# THE REQUEST
Provide an exact reproduction of every entry.

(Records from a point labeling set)
· · · · ·
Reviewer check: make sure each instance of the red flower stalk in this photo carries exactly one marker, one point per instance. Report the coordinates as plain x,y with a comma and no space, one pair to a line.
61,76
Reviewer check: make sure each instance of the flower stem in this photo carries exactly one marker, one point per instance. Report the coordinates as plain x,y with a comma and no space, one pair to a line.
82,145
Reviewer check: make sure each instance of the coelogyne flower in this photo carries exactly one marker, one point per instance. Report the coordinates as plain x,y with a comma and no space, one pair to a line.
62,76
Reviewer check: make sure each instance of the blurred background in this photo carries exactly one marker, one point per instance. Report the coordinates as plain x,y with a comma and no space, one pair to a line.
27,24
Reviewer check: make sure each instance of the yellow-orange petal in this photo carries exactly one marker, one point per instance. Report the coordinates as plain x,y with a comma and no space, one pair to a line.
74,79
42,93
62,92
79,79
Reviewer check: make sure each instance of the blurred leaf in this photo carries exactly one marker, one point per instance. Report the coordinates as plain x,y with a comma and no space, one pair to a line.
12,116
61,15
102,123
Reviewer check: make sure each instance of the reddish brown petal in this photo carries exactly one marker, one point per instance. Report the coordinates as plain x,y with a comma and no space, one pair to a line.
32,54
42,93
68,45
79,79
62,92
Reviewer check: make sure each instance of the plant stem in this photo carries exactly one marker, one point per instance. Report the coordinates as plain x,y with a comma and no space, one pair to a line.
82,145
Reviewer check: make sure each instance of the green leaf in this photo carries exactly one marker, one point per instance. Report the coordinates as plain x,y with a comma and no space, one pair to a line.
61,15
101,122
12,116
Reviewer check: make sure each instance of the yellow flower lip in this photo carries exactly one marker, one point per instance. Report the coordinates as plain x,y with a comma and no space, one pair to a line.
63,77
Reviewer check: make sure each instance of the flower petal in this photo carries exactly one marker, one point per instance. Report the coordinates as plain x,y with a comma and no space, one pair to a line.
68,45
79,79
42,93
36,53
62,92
· · · · ·
# RESULT FOR THIS EXERCISE
Reviewer check: make sure each instance of the red flower stalk in this photo carries exactly one marker, one point per instance. Report the coordinates as plain x,y with a comma and no space, one pair to a line.
61,76
Reviewer check: make sure each instance of the flower stem in this photo carries exactly one marker, one point per instance. Report the coordinates as plain x,y with a comma and no space, one pair to a line.
82,145
Reviewer check: make sure each instance of the coelogyne flower in this photo carries exactly one marker, one point per instance. Report the coordinates as plain x,y with a comma and no space, one pair to a line.
62,76
Reviewer check: make sure each instance of the blurred background in this photo carries exactly one marker, one point per instance. Report the coordinates as plain x,y with a comma and no space, one pair to a line.
27,24
Reviewer check: make sure each instance of the yellow-orange petal in this photo carries exactly one marker, one point per instance. Report the coordinates as plain x,y with a comma and no space, one pair to a line.
74,79
42,93
62,92
79,79
Reviewer check: make sure each instance of the blurred leaf in this photo carries exactly one marker, one point per instance. Report the coordinates as plain x,y with a comma and no space, one pair to a line.
12,116
61,15
102,123
Reviewer check: make sure each instance of the reddish brown petal in this photo carries exactly one marker, one point per instance. Report the coordinates as plain x,y with a comma and no space, one pair to a line.
32,54
42,93
68,45
79,79
62,92
Reviewer check: make sure each instance of the plant stem in this photo carries exactly one marker, one point per instance. Report the coordinates as plain x,y with a comma and no space, one pair to a line.
82,145
Reviewer check: make sure each instance of the green leaf in this photo carries exactly one marker, one point per instance. Report the coordinates as plain x,y with a comma and no space, one pair to a line.
61,15
101,122
12,116
Reviewer check: make sure each instance of the yellow flower lip in this photo carries exactly one marker, one point per instance. Report the coordinates as plain x,y with a comma and no space, one pair to a line.
63,77
Reviewer check: make sure each instance of the flower petal in this photo carries exactly one marker, one point per instance. Report the coordinates as plain x,y with a comma and no space, one pair to a line.
68,45
79,79
42,93
36,53
62,92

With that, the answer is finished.